• Location identification entries:
══════════════════════════════
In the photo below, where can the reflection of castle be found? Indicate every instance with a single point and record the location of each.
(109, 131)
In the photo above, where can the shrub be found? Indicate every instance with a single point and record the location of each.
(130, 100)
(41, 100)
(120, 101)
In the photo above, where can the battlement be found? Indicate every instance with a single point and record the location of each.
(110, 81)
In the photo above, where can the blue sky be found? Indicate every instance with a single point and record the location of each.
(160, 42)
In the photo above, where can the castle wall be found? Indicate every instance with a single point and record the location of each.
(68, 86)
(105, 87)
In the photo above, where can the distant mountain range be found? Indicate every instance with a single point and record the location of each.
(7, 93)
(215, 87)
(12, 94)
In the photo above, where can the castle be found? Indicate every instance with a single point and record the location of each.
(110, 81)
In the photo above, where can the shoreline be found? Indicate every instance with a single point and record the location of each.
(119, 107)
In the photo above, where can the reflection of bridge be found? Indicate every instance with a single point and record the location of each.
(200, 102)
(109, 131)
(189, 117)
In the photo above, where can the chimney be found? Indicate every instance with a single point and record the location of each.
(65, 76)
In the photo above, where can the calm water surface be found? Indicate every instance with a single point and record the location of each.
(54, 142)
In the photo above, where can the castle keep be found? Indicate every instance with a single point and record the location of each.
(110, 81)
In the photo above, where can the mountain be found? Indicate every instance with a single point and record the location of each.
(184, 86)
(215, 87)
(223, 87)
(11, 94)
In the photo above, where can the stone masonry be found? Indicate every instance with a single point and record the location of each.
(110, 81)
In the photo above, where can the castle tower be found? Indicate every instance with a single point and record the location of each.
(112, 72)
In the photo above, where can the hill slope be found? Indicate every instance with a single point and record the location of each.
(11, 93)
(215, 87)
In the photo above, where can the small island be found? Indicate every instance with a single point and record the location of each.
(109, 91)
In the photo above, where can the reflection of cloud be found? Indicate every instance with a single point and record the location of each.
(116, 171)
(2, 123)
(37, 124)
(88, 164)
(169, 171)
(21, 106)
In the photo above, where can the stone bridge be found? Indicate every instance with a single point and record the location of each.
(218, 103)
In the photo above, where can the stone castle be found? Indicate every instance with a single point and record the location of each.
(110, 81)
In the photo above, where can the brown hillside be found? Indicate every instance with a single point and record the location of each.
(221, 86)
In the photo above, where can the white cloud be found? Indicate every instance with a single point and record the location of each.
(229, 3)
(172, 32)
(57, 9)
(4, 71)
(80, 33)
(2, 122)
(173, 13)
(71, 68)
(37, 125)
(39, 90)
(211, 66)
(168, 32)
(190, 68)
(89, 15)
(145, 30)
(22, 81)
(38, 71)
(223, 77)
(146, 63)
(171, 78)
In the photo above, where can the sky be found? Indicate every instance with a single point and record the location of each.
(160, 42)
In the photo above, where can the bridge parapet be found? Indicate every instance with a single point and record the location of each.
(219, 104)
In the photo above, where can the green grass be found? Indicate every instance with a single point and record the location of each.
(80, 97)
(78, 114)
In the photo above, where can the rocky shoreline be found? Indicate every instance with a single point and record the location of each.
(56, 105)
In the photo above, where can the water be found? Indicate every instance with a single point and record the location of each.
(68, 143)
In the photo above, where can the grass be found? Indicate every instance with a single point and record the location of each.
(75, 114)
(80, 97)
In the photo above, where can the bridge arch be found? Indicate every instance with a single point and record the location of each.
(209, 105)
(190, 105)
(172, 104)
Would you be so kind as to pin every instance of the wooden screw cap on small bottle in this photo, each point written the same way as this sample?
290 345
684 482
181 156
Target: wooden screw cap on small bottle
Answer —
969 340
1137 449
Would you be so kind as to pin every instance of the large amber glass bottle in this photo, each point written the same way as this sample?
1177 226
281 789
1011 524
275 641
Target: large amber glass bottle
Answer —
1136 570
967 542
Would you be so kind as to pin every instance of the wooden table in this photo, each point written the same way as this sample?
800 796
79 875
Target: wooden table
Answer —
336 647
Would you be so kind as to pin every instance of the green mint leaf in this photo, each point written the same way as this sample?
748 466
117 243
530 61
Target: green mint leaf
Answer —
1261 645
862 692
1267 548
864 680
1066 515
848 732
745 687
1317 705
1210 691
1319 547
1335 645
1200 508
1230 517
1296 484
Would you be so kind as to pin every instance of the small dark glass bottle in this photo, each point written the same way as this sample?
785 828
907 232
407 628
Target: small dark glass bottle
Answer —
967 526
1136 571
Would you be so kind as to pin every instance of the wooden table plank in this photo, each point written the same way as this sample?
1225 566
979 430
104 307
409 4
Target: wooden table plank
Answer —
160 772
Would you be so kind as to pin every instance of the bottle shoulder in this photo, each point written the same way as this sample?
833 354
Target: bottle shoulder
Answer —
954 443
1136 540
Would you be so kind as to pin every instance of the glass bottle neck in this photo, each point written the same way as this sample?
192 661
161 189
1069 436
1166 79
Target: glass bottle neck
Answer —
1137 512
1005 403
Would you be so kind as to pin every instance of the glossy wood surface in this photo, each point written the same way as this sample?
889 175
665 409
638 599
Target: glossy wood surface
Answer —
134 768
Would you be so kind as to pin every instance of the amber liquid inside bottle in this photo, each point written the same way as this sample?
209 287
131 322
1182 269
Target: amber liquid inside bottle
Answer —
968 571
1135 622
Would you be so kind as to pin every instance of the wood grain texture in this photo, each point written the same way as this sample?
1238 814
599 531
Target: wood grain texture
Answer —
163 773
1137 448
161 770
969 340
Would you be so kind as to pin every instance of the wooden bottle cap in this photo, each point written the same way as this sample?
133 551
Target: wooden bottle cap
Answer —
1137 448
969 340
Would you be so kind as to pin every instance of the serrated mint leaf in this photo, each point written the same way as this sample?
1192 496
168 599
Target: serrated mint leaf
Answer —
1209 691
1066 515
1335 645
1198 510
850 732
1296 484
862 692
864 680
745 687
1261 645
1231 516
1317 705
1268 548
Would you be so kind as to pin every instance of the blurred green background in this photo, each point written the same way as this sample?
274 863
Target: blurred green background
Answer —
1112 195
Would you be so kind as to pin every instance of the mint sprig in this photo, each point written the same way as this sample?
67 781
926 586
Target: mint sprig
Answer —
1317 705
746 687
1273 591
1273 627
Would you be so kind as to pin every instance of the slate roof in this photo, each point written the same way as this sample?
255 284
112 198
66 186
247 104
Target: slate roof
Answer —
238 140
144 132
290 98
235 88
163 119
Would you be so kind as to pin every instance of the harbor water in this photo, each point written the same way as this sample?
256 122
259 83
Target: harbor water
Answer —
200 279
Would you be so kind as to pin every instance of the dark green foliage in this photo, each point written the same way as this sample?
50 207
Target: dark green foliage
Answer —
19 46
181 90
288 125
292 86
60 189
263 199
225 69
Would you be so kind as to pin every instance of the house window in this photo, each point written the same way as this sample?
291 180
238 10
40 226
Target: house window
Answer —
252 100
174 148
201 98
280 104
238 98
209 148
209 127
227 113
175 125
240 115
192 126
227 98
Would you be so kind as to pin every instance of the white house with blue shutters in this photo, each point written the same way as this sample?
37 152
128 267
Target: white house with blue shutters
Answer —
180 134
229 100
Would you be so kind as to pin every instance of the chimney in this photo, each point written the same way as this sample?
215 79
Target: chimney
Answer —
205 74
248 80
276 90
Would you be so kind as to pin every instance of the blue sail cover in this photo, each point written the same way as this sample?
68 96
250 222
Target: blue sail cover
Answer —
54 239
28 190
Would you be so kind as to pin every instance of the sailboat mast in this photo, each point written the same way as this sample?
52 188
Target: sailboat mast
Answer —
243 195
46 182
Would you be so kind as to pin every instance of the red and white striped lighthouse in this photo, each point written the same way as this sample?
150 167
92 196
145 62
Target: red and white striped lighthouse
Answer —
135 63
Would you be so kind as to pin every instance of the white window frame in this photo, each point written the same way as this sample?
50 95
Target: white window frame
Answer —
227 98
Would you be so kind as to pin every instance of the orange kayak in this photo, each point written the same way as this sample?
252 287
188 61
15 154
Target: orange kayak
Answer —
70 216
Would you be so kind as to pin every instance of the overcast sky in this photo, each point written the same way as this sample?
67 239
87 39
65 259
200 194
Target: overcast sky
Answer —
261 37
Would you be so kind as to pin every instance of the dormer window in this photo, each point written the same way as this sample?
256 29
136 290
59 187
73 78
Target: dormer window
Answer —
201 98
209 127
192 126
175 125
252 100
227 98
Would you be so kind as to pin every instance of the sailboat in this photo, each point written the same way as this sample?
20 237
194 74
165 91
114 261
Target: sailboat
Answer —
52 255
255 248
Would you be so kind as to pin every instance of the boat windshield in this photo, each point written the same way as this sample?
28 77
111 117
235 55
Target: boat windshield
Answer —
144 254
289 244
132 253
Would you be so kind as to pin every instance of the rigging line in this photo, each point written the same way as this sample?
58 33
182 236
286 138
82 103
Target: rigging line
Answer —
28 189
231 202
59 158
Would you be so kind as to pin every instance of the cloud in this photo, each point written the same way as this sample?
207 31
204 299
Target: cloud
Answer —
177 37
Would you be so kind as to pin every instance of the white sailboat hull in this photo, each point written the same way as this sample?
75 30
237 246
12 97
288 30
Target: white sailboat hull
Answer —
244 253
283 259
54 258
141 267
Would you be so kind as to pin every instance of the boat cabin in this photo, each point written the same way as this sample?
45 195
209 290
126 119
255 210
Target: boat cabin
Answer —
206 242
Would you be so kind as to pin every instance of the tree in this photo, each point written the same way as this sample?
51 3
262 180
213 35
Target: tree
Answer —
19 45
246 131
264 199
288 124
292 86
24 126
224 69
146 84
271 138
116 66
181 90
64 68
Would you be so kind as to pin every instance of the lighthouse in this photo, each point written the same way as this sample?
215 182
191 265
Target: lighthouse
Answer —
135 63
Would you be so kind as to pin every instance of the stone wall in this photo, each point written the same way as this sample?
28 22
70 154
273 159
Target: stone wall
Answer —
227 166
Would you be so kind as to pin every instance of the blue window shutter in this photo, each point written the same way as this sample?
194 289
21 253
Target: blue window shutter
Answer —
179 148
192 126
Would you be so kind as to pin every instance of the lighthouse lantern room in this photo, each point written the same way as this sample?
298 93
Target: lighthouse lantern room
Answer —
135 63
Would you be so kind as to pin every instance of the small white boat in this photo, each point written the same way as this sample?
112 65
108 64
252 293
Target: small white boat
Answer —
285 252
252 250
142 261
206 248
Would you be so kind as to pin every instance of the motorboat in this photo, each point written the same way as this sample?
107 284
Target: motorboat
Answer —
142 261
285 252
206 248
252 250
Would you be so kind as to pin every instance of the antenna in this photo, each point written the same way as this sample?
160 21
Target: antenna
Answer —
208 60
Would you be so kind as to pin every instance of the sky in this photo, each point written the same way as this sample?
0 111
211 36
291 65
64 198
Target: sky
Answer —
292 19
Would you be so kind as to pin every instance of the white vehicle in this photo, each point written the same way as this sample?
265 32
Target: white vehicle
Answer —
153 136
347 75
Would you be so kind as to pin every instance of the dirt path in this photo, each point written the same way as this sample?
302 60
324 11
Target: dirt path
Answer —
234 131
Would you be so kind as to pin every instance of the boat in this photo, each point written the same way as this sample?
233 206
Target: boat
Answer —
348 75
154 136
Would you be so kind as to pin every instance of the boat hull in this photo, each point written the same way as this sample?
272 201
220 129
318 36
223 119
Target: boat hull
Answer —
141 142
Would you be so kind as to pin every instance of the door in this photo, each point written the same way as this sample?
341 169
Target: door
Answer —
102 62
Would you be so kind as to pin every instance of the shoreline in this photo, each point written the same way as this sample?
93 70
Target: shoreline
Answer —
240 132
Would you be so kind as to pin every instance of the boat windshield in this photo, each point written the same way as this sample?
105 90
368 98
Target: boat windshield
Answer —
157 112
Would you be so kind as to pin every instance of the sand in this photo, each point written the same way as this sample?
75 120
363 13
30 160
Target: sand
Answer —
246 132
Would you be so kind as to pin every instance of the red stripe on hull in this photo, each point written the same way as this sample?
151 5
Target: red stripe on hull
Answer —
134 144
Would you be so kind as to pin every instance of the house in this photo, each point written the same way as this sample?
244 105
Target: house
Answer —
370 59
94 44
══════════════════════════════
• Task description:
Exactly reproduce the lines that run from the line with "the boat hull" through the last line of the records, inclusive.

• The answer:
Would you be so kind as to pin every instance of the boat hull in this photo, each point written the same way as this sample?
272 201
220 129
318 36
223 119
Target: boat hull
Answer —
141 142
Would you be so kind as to pin every instance of the door in this photo, each point written the same way as this sample?
341 169
Target: door
Answer —
102 62
Would you be so kind as to pin every instance of the shoreline in this photo, each point written the same way as this sample?
93 70
Target: shoreline
Answer —
240 132
Would you be so kind as to pin every instance of the boat windshield in this photo, each point written the same way as this sample?
105 90
368 98
Target: boat windshield
Answer —
157 112
Would you be so kind as to pin every instance of the sand in this photo, each point written the same way as this sample?
75 120
363 13
30 160
Target: sand
Answer —
246 132
Would you be so kind as to pin every instance of the red stripe on hull in this photo, each point written the same way as this sample?
151 5
Target: red stripe on hull
Answer —
134 144
Would you be so kind as to pin every instance of the house in this photo, each point written the same way as this sample?
244 105
Target: house
Answer —
370 59
94 44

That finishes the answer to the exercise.